_Work instructions_
Your task is to print every entry below exactly as given.
------------------------------
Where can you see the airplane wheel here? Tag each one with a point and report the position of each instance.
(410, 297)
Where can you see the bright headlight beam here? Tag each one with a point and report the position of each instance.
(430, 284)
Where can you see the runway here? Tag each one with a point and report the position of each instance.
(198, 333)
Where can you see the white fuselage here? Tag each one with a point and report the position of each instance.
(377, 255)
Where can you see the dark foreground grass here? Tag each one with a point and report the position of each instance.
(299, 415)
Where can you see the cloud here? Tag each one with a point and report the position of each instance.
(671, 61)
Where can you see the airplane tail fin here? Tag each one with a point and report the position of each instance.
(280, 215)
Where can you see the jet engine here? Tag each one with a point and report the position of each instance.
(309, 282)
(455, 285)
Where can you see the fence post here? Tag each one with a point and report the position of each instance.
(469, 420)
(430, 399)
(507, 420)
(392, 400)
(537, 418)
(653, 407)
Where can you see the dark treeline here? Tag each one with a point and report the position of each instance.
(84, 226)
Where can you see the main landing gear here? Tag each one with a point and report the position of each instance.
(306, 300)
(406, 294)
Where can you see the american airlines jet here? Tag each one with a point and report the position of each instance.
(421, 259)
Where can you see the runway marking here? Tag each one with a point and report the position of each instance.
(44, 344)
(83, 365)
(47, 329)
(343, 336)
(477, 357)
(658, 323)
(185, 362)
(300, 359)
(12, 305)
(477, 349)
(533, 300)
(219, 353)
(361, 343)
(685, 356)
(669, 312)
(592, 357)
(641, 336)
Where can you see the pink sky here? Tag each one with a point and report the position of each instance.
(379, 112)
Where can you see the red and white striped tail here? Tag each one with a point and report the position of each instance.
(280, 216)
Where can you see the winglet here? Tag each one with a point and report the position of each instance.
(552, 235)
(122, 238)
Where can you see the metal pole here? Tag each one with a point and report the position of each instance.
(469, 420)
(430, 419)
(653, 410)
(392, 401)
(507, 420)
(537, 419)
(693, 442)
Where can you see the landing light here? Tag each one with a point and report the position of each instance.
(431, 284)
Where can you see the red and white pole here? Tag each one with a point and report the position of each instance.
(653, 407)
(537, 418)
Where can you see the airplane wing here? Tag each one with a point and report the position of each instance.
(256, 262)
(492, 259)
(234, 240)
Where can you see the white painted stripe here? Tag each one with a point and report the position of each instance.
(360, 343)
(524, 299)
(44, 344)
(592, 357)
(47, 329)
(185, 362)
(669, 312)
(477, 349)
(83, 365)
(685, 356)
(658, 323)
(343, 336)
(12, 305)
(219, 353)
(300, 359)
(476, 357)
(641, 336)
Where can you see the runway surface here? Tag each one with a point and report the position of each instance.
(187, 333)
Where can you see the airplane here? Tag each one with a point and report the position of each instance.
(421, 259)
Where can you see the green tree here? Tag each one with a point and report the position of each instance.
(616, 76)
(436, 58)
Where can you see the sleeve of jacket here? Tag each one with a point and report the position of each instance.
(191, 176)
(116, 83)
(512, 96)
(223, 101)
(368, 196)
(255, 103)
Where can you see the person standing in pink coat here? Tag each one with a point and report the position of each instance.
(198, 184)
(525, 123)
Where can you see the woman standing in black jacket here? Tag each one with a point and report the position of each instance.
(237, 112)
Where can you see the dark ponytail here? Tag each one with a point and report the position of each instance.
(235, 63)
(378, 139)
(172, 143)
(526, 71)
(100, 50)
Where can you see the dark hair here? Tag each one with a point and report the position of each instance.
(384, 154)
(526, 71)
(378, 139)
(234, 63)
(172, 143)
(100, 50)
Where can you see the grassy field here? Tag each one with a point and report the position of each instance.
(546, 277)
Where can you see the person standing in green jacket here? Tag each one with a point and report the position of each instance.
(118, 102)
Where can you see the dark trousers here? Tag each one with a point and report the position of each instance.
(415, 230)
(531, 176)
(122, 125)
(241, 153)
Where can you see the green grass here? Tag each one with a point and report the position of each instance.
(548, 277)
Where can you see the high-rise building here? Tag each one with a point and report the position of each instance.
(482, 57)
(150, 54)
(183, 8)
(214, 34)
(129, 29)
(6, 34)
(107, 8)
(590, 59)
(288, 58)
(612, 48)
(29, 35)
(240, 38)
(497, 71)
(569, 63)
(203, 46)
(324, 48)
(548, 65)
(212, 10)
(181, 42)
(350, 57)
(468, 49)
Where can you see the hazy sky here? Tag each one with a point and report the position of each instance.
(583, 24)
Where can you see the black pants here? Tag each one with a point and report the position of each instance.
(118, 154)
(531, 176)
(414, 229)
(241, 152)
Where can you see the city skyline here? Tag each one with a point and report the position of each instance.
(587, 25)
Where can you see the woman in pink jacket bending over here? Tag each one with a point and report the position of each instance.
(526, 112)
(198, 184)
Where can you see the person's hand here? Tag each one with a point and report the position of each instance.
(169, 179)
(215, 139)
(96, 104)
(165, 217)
------------------------------
_Solution to this task_
Where can you see the airplane wheel here? Tag each one with a point and report the position of each instance.
(410, 297)
Where can you see the bright headlight beam here? Tag each one with a point and report the position of each instance.
(430, 284)
Where can you see the runway here? Tag each one with a point and report the position of each instance.
(198, 333)
Where can you see the white fuselage here? Tag each one with a point and report the position of each instance.
(377, 255)
Where can you see the dark foreground grass here? Tag each one with a point and report the position of each instance.
(299, 415)
Where can you see the cloud here? Tag each one with a point and report the position of each instance.
(671, 61)
Where can you see the airplane tail fin here? Tag each one with a point and report the position of each instance.
(280, 215)
Where can you see the jet engine here? Tag each one with a point and report the position of each instance.
(309, 282)
(455, 285)
Where can you see the fence post here? Tag each one with a point and report the position of each instance.
(469, 420)
(430, 399)
(507, 420)
(392, 400)
(537, 418)
(653, 407)
Where can you see the dark treeline here? Tag each one with a point and report the position of each instance.
(84, 226)
Where can you see the main landing gear here? Tag each one with a point and report the position of each instance.
(306, 300)
(406, 294)
Where can you see the american airlines jet here? Tag each one with a point and report the position of each instance.
(421, 259)
Where can you see the runway marking here? Tag each one with a point and report the position of each instance.
(44, 344)
(83, 365)
(47, 329)
(343, 336)
(477, 357)
(658, 323)
(185, 362)
(300, 359)
(12, 305)
(477, 349)
(533, 300)
(219, 353)
(361, 343)
(685, 356)
(669, 312)
(592, 357)
(641, 336)
Where can you see the pink sky here? Tag each one with a point and report the position of each instance.
(379, 112)
Where can you see the red and white striped tail here? Tag each one with a point and report the position of each instance.
(280, 216)
Where can you see the winglet here? Tag each one with a point and report the position of each instance.
(552, 235)
(122, 238)
Where can you see the metal pole here? Tag each one with a point and report the position of each instance.
(469, 420)
(430, 419)
(653, 410)
(392, 401)
(507, 420)
(537, 419)
(693, 442)
Where can you see the landing light here? Tag each one with a point and report the position of each instance.
(431, 284)
Where can you see the red and white pole here? Tag each one with a point and report the position of each instance.
(653, 407)
(537, 418)
Where can you see the airplane wing here? Tag each one with a point and report the position of each instance.
(256, 262)
(492, 259)
(234, 240)
Where can you see the white painted stripe here? Tag each one with a point and report the position of each instance.
(360, 343)
(524, 299)
(44, 344)
(592, 357)
(47, 329)
(185, 362)
(669, 312)
(477, 349)
(83, 365)
(685, 356)
(658, 323)
(343, 336)
(12, 305)
(219, 353)
(300, 359)
(476, 357)
(641, 336)
Where can you see the runway surface here? Tag each one with a point and report the position of each instance.
(187, 333)
Where can you see the airplane here? Tag each one with a point and report the position of each instance.
(421, 259)
Where can you see the green tree here? Tag each one with a point and report the position of each instance.
(616, 76)
(436, 58)
Where can you see the sleeve of jacket here? Tag each one with a point and report the position of each instance.
(191, 176)
(116, 83)
(512, 96)
(223, 101)
(368, 196)
(255, 103)
Where can you see the person standing in pink coat here? Tag each one with a point and report the position of each instance.
(198, 184)
(525, 123)
Where can you see the woman standing in black jacket here? Tag each one with a point and report the position of each instance.
(237, 112)
Where can you see the dark ponytail here? Tag each one with a point and report the position of each instance.
(235, 63)
(378, 139)
(172, 143)
(526, 71)
(100, 50)
Where can you see the dark hair here? Tag each one with a point and report the position of each instance.
(384, 154)
(526, 71)
(378, 139)
(234, 63)
(172, 143)
(100, 50)
Where can you see the grassy field here? Tag each one with a point and report the position of each instance.
(546, 277)
Where can you see the person standing in green jacket here? Tag each one with a point and report the position of each instance.
(118, 102)
Where can you see the dark trousers here? Tag each one with a point and report the position of each instance.
(415, 230)
(531, 176)
(122, 125)
(241, 153)
Where can you see the green grass here? Tag each one with a point and report the position of each instance.
(548, 277)
Where can you see the high-rise building here? Tag each one with a point and report the position of each instance.
(482, 57)
(150, 54)
(183, 8)
(214, 34)
(129, 29)
(6, 34)
(107, 8)
(590, 59)
(288, 58)
(612, 48)
(29, 35)
(240, 38)
(497, 71)
(569, 63)
(203, 46)
(324, 48)
(548, 65)
(212, 10)
(181, 42)
(350, 57)
(468, 49)
Where can you see the hazy sky here? Tag each one with a point and report the position of each instance.
(583, 24)
Where can you see the black pants here? Tag each one with a point and report the position of each instance.
(118, 154)
(531, 176)
(414, 229)
(241, 152)
Where can you see the city skyline here? Tag each one with a point and report the position of each instance.
(587, 25)
Where can you see the woman in pink jacket bending over here? Tag each one with a point and report the position of each instance.
(526, 112)
(198, 184)
Where can you see the person's hand here? Tag each one with a point and report the position of each instance.
(169, 179)
(215, 139)
(96, 104)
(165, 217)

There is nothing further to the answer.